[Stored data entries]
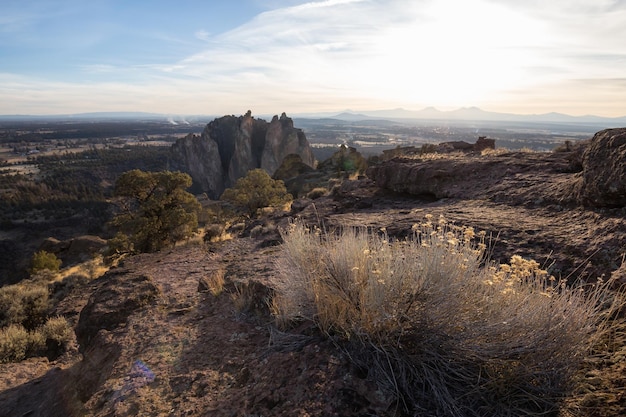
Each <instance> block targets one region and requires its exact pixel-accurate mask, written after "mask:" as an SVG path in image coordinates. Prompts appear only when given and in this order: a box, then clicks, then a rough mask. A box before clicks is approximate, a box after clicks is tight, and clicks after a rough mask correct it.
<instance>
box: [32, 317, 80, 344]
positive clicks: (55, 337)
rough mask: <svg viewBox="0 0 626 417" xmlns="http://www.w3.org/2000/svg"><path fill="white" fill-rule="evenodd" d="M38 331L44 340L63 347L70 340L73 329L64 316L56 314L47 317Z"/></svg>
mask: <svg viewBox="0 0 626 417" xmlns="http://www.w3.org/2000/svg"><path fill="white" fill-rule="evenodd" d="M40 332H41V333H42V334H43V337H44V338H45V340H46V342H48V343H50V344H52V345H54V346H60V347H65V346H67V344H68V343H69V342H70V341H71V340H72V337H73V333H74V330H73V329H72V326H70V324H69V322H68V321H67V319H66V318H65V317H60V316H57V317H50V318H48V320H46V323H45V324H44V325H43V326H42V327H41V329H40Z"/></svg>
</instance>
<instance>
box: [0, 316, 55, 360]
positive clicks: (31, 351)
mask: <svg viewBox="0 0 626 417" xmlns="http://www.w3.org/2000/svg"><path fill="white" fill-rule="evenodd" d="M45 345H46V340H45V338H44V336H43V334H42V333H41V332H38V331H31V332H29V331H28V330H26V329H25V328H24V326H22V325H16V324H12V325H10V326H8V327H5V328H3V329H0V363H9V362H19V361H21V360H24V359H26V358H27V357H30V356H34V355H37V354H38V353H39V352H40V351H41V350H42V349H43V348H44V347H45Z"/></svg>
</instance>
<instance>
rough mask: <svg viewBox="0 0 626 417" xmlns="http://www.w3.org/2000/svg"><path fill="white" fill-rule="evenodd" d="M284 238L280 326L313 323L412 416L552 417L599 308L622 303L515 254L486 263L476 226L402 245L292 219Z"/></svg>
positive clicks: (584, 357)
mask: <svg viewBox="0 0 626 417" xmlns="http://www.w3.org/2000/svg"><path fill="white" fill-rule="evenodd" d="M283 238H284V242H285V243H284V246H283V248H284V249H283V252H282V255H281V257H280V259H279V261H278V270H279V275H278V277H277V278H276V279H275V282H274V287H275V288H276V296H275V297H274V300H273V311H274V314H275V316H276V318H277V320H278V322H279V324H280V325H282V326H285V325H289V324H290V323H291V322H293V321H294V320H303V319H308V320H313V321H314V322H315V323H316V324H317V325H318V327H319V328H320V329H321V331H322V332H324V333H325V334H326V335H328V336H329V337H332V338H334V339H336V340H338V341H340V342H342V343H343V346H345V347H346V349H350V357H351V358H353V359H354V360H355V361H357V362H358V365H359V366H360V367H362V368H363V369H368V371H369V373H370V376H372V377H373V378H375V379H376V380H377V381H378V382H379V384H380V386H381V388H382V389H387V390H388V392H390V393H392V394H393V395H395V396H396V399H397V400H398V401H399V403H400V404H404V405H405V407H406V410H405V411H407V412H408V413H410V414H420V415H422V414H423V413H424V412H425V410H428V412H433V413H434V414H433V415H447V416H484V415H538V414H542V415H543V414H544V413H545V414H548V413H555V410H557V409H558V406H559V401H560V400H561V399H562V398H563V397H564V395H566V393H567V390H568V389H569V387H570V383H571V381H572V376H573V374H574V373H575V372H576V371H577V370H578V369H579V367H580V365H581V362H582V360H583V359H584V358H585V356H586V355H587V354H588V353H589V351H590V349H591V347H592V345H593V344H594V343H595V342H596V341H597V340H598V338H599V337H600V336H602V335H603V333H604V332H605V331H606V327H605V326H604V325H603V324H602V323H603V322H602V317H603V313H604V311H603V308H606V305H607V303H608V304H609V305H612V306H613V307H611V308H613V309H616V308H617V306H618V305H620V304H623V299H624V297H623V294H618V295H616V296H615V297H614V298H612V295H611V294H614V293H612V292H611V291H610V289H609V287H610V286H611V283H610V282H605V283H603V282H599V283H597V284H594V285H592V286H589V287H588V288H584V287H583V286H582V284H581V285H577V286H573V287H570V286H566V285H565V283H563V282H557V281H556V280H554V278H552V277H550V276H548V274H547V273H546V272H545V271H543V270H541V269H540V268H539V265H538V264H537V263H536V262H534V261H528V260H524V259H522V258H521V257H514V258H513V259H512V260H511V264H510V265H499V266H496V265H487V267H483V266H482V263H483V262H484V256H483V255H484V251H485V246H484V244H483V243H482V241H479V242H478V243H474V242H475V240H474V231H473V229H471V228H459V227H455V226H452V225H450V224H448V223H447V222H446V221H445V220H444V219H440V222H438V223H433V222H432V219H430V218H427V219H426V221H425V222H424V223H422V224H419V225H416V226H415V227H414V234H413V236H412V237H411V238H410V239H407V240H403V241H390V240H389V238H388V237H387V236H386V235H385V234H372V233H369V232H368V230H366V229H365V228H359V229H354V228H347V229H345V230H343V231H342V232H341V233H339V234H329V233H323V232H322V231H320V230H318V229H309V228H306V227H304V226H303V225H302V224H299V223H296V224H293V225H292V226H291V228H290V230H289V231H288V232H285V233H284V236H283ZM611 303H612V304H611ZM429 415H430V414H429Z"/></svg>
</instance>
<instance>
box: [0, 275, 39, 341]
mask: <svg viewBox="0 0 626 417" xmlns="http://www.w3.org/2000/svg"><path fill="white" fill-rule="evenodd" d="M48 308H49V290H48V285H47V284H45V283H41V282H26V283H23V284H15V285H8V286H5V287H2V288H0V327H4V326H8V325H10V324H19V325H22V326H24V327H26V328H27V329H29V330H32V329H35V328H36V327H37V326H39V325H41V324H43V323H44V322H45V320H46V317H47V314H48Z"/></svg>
...
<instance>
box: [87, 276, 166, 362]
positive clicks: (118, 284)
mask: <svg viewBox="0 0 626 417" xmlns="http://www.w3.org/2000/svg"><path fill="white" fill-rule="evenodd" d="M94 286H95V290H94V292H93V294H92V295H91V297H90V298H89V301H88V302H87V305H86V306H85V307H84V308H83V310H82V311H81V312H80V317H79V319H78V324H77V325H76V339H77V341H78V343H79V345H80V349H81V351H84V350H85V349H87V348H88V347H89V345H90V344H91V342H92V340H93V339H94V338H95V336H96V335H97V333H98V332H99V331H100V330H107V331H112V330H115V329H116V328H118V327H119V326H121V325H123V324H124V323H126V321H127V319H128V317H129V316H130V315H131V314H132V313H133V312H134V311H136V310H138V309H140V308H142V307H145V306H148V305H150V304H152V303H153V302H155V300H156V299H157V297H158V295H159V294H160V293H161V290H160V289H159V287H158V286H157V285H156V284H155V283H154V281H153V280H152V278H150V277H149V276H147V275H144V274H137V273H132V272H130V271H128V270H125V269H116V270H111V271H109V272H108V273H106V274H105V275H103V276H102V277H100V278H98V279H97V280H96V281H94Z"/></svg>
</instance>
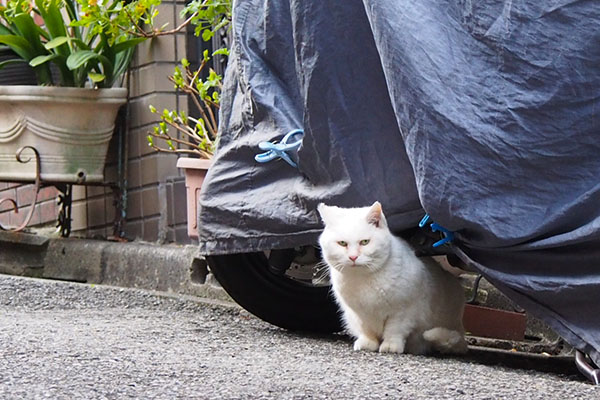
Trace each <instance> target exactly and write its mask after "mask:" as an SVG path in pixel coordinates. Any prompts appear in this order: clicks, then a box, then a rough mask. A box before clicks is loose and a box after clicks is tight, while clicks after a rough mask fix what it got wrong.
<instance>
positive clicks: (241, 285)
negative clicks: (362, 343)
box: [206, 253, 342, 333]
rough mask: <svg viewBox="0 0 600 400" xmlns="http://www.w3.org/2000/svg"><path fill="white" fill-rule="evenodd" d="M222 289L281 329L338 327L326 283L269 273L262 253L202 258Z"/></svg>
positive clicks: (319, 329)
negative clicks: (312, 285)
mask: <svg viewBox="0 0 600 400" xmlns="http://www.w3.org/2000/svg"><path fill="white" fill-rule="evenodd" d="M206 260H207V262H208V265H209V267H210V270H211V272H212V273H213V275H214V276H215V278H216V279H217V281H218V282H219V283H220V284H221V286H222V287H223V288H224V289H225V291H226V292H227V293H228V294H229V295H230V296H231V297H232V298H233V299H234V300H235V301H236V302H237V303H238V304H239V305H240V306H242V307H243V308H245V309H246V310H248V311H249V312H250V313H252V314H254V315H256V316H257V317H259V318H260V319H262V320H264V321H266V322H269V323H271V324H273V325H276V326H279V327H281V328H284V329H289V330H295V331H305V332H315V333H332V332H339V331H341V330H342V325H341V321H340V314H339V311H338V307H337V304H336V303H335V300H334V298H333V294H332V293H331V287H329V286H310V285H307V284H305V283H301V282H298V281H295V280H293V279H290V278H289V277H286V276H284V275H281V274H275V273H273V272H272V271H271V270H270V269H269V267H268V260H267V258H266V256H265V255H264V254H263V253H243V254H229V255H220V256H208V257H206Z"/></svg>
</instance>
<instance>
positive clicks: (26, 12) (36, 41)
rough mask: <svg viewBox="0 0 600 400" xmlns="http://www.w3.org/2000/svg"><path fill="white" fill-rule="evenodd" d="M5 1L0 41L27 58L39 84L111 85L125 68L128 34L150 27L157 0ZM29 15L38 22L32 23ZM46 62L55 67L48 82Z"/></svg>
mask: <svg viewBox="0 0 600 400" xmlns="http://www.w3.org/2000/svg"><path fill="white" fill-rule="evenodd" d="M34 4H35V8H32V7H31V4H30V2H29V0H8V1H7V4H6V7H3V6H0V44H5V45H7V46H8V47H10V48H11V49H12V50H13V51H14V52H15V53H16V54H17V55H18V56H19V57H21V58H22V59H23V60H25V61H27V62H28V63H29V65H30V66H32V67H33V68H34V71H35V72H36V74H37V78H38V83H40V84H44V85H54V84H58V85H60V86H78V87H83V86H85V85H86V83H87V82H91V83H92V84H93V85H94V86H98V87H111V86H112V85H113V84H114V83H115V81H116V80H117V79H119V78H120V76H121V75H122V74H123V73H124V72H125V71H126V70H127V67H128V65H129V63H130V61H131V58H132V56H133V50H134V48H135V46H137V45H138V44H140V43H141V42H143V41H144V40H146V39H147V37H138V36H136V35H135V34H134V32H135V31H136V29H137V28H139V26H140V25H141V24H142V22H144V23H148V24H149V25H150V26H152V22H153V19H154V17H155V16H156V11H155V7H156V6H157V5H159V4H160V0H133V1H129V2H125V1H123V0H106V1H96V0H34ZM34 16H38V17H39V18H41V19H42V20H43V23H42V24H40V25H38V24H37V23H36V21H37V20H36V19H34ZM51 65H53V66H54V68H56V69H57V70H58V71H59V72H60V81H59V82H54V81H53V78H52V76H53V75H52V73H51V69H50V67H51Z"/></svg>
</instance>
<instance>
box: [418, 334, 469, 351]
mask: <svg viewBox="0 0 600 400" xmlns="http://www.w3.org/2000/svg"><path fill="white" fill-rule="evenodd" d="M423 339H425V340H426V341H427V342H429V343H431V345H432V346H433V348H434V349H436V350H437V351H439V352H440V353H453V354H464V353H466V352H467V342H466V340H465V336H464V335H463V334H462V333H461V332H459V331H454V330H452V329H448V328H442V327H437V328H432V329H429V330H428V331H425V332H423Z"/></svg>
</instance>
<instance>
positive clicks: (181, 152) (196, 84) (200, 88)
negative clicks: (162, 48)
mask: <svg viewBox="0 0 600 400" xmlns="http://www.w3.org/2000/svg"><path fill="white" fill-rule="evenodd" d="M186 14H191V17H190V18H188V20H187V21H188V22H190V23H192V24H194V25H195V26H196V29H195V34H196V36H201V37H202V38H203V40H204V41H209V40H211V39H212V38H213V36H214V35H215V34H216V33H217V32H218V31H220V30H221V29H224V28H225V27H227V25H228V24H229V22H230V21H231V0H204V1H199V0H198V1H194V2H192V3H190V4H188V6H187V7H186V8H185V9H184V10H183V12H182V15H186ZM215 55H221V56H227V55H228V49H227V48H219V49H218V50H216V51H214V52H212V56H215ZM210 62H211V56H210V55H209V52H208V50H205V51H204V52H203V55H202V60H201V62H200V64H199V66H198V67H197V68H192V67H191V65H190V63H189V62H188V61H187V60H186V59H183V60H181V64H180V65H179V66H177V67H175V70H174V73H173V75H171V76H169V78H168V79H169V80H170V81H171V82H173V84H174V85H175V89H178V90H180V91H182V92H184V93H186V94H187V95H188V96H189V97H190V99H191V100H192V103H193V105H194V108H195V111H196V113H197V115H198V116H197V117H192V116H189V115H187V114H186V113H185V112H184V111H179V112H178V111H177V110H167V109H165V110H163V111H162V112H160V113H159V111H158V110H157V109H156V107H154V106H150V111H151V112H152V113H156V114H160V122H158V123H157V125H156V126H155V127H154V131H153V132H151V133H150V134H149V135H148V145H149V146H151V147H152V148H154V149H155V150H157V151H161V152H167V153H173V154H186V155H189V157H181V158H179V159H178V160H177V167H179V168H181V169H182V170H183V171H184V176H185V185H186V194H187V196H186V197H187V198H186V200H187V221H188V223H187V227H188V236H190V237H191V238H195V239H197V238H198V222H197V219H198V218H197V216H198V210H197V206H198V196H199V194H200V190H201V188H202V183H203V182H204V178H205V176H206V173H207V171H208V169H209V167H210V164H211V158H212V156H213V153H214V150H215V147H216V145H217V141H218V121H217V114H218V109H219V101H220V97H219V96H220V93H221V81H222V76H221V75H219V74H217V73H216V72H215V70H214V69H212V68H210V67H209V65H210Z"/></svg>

● **Work task**: Look above for the line holding "Each <instance> block" and the line holding "box: [0, 316, 55, 360]". Retype both, and every line between them, word for word and nothing else.

● **Problem solution**:
Each <instance> block targets one region and requires its exact pixel-accurate mask, written after "mask:" as an SVG path in image coordinates. Prompts appear only when given and in this order: a box, then clicks, then a rough mask. A box before clicks is approximate, a box after clicks is tight, and clicks after a rough mask correct it.
<instance>
box: [32, 317, 80, 344]
positive clicks: (55, 337)
rough mask: <svg viewBox="0 0 626 417" xmlns="http://www.w3.org/2000/svg"><path fill="white" fill-rule="evenodd" d="M38 331L44 340L63 347L70 340L73 329L64 316L56 314L47 317Z"/></svg>
mask: <svg viewBox="0 0 626 417" xmlns="http://www.w3.org/2000/svg"><path fill="white" fill-rule="evenodd" d="M40 332H41V333H42V334H43V337H44V338H45V340H46V342H48V343H50V344H52V345H54V346H60V347H65V346H67V344H68V343H69V342H70V341H71V340H72V337H73V333H74V330H73V329H72V326H70V324H69V322H68V321H67V319H66V318H65V317H60V316H57V317H50V318H48V320H46V323H45V324H44V325H43V326H42V327H41V329H40Z"/></svg>
</instance>
<instance>
box: [0, 316, 55, 360]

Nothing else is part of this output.